La parola greca apòkryphos significa “nascosto”: era così che nelle Chiese cristiane dei secoli I-II s’indicavano quei testi evangelici ebraico-cristiani che venivano tenuti segreti e che si riteneva opportuno non divulgare. E’ ovvio che essi divenissero, col tempo, materia di tradizione iniziatica e che alcuni li ritenessero portatori di verità più alte e profonde, da attingere a un livello esoterico, vale a dire riservato a chi avesse avuto accesso a superiori livelli di conoscenza teologica o mistica.

MATERIALE ESTRATTO:
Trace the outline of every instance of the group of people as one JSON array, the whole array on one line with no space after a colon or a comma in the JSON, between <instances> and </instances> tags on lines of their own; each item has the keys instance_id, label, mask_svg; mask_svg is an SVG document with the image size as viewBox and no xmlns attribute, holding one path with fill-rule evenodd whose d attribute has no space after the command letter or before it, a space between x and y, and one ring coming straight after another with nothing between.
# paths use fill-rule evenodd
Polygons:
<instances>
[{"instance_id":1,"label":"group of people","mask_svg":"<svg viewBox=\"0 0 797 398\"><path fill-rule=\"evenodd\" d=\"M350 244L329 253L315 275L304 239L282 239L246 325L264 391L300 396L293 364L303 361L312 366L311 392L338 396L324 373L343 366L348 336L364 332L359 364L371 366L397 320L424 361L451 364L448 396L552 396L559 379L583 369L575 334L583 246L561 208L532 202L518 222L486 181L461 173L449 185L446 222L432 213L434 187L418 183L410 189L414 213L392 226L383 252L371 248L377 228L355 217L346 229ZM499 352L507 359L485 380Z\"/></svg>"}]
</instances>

CONSEGNA: Trascrivi per intero il brano sugli apocrifi, senza cambiare nulla. Le righe non hanno alcun legame con il brano sugli apocrifi.

RISPOSTA:
La parola greca apòkryphos significa “nascosto”: era così che nelle Chiese cristiane dei secoli I-II s’indicavano quei testi evangelici ebraico-cristiani che venivano tenuti segreti e che si riteneva opportuno non divulgare. E’ ovvio che essi divenissero, col tempo, materia di tradizione iniziatica e che alcuni li ritenessero portatori di verità più alte e profonde, da attingere a un livello esoterico, vale a dire riservato a chi avesse avuto accesso a superiori livelli di conoscenza teologica o mistica.